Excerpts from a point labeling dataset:
## BEGIN

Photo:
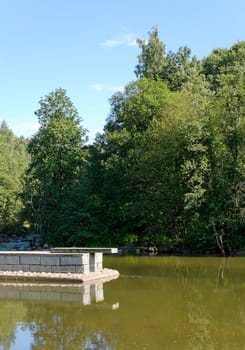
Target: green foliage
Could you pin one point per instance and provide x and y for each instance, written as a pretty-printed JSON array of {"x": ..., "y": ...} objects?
[
  {"x": 56, "y": 163},
  {"x": 13, "y": 162},
  {"x": 169, "y": 168}
]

## END

Output every line of the listing above as a numbered list, skipping blank lines and leaving the pictures out.

1. Photo:
2. Target: green foliage
3. Could you pin one point per instance and provide x and y for each instance, written as a pretty-printed JSON array of {"x": ..., "y": ...} objects?
4. [
5.   {"x": 56, "y": 163},
6.   {"x": 13, "y": 162},
7.   {"x": 169, "y": 168}
8. ]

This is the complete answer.